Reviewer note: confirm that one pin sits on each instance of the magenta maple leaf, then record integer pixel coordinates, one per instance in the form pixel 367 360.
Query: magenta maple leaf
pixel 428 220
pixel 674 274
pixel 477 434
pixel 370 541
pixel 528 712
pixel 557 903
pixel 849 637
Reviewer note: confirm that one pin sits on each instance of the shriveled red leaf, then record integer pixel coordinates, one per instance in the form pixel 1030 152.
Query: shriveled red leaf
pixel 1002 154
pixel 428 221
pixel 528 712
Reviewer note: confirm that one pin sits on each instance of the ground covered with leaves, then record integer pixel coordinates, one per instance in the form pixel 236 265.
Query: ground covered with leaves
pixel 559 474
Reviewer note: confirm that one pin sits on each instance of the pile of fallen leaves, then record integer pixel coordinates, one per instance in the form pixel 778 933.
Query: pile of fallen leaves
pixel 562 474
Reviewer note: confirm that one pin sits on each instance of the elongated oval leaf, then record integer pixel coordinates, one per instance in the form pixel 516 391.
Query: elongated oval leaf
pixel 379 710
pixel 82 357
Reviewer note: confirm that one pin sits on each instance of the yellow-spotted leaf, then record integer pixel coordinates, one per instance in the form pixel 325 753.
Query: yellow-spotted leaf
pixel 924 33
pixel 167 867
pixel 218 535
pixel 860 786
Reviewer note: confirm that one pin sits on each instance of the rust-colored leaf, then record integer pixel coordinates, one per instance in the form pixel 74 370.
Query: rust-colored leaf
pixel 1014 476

- - - - - - -

## Work instructions
Present every line of the data above as a numbered list, omitting any blank lines.

## Task answer
1. Reviewer note: confirm that one pin sits on each instance of the magenta maple leaf, then record integer pixel coordinates, one per instance in the form pixel 367 360.
2. Query: magenta maple leaf
3. pixel 428 220
4. pixel 674 274
5. pixel 477 434
6. pixel 370 541
7. pixel 528 712
8. pixel 557 903
9. pixel 849 637
10. Reviewer note: confirm that one pin sits on each instance of the shriveled red leaf, then record integer pixel coordinates, one per instance in the form pixel 1030 152.
11. Query: shriveled red leaf
12. pixel 1002 154
13. pixel 428 221
14. pixel 528 712
15. Reviewer note: confirm that one pin sits on each instance of the ground covered with leaves, then record integer pixel coordinates, one per instance in the form pixel 236 265.
16. Query: ground covered with leaves
17. pixel 559 474
18. Reviewer note: confirm that one pin sits on each instance of the pile of fallen leaves, then record integer pixel coordinates, one per instance in the form pixel 778 933.
19. Query: pile of fallen leaves
20. pixel 562 474
21. Reviewer note: confirm that one pin sits on each instance of the elongated oval leaf, then record integer pixel coordinates, one per instance in the form pixel 516 391.
22. Query: elongated oval leaf
23. pixel 379 710
24. pixel 82 357
25. Reviewer note: confirm that one pin sits on each instance of the yellow-spotted leaf, then record integer pixel coordinates, one per instance in the form pixel 325 753.
26. Query: yellow-spotted leaf
27. pixel 924 33
28. pixel 167 867
29. pixel 218 535
30. pixel 860 786
31. Reviewer note: confirm that one pin sits on each instance of the rust-colored leaf, then record integer pixel coordinates, one per instance in the form pixel 74 370.
32. Query: rust-colored leaf
33. pixel 1014 476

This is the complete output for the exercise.